Texte fourni:

● ● ● ● ●

Comment s'est déroulé l'entretien ?
C'est évidemment exceptionnel. Les Gardes suisses vous guident à travers ces pièces et escaliers magnifiques du Palais apostolique du Vatican. C'est amusant, l'interprète de la Secrétairie d'État qui m'a aidé à préparer l'entrevue m'a dit "attention le Saint-Père écoute surtout, c'est à vous de parler." J'étais un peu inquiet car je ne suis pas bavard (rires). Ensuite, le Pape m'a reçu dans sa bibliothèque privée. C'était une discussion toute simple. Je parlais en français lentement et distinctement et le Pape me répondait en italien. Je me suis assuré auprès de l'interprète d'avoir tout bien compris. J'avais droit à une demi-heure, en vingt minutes, j'avais obtenu toutes les réponses à mes questions.
Certaines abbayes de la congrégation de Solesmes célèbrent la messe selon l'usage tridentin. C'est un sujet qui a été évoqué. Comment est-il arrivé dans la conversation ?
J'ai mis les pied dans le plat en posant une question personnelle au Saint-Père. La question est de savoir si je pouvais célébrer la messe selon le missel de 1962 quand je vais dans ces monastères. Le Saint-Père a donné une réponse qui m'a touche. Il m'a dit, en me tutoyant, "Moi je suis à 2000 kilomètres, toi tu es sur place. Tu es moine, la vie monastique est une vie de discernement, donc je ne te dis ni oui, ni non, c'est à toi de discerner pour répondre librement par toi-même."

● ● ● ● ●

Contenu affiché:

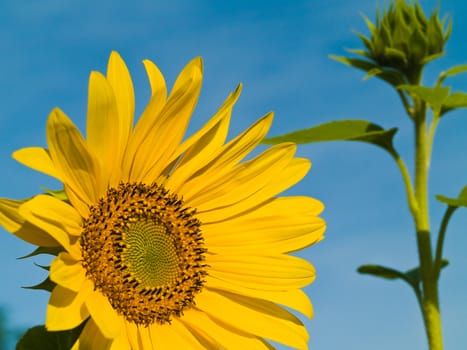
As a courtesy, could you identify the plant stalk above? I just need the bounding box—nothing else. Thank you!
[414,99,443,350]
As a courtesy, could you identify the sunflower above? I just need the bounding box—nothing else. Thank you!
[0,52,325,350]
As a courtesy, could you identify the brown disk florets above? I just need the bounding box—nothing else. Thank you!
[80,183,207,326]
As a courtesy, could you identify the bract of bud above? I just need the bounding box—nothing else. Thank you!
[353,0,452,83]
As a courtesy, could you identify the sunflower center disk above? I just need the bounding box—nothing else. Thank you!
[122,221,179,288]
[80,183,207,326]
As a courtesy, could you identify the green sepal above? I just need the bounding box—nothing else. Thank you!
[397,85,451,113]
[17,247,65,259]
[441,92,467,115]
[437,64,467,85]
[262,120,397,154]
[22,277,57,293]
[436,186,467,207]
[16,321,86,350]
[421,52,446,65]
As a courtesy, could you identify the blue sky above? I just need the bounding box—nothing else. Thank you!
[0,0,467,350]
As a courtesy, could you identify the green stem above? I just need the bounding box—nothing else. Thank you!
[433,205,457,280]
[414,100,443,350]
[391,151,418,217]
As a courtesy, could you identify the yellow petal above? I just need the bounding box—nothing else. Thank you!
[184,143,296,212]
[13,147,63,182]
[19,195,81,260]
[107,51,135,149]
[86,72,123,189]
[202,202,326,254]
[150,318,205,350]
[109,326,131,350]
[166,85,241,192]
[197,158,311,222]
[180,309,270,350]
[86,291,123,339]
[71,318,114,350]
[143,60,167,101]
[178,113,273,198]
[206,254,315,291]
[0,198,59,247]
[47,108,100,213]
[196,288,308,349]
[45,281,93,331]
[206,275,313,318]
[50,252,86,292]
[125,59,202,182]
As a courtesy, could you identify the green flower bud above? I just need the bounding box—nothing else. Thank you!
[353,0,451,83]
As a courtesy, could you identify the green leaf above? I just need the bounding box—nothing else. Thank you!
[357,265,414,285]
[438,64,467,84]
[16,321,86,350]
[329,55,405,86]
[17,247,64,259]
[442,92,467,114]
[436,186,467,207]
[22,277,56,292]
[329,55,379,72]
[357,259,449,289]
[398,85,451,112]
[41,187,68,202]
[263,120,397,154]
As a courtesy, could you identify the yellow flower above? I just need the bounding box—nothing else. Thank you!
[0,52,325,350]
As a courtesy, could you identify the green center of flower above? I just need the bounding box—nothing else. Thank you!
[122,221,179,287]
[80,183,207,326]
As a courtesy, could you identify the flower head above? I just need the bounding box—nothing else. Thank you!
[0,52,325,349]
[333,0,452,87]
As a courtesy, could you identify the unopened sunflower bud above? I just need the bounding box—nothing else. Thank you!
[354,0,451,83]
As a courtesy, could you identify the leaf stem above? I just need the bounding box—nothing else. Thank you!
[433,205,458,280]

● ● ● ● ●

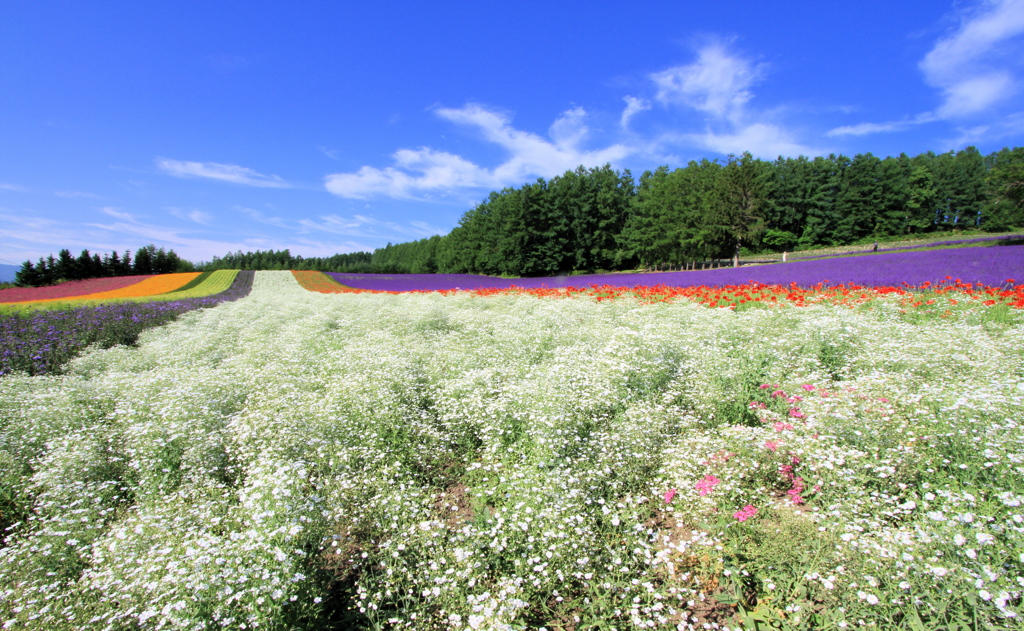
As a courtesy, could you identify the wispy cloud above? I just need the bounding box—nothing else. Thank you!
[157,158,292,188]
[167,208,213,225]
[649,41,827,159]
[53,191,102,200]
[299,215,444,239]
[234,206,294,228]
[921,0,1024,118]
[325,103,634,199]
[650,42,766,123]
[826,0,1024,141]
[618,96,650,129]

● ● ● ● ●

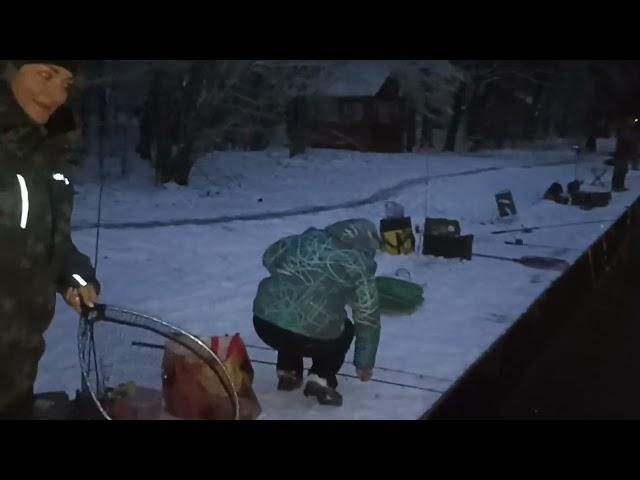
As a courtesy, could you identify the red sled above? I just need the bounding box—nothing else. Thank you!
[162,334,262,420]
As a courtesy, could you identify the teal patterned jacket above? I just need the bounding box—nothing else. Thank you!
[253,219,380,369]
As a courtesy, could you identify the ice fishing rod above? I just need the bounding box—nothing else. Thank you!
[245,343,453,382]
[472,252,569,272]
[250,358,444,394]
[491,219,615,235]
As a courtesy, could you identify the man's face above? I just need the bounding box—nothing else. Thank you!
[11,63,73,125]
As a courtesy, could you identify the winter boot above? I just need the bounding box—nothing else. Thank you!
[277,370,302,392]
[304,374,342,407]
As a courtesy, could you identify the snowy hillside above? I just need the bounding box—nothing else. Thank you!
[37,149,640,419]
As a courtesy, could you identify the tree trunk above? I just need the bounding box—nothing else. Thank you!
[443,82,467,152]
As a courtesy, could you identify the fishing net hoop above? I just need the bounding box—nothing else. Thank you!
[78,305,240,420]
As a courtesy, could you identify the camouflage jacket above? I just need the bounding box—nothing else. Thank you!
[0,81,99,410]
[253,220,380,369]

● ● ● ● ●

Consigne A:
Reprenez sous forme de liste plus courte le paragraphe du texte fourni qui commence par « C'est évidemment exceptionnel », sans perdre ses faits principaux.
Consigne B:
Reproduisez un passage du texte fourni sans rien y changer : commencez aux mots qui contiennent « Certaines abbayes de » et arrêtez-vous après « la conversation ? ».

Réponse A:
- Les Gardes suisses guident les visiteurs à travers les pièces et les escaliers du Palais apostolique du Vatican.
- L'interprète de la Secrétairie d'État, qui m'a aidé à préparer l'entrevue, m'a prévenu que le Saint-Père écoute surtout et que c'était à moi de parler. Cela m'inquiétait un peu, car je ne suis pas bavard.
- Le Pape m'a reçu dans sa bibliothèque privée pour une discussion toute simple.
- Je parlais en français, lentement et distinctement, et le Pape répondait en italien. J'ai vérifié auprès de l'interprète que j'avais tout compris.
- J'avais droit à une demi-heure, mais en vingt minutes j'avais obtenu toutes les réponses à mes questions.

Réponse B:
Certaines abbayes de la congrégation de Solesmes célèbrent la messe selon l'usage tridentin. C'est un sujet qui a été évoqué. Comment est-il arrivé dans la conversation ?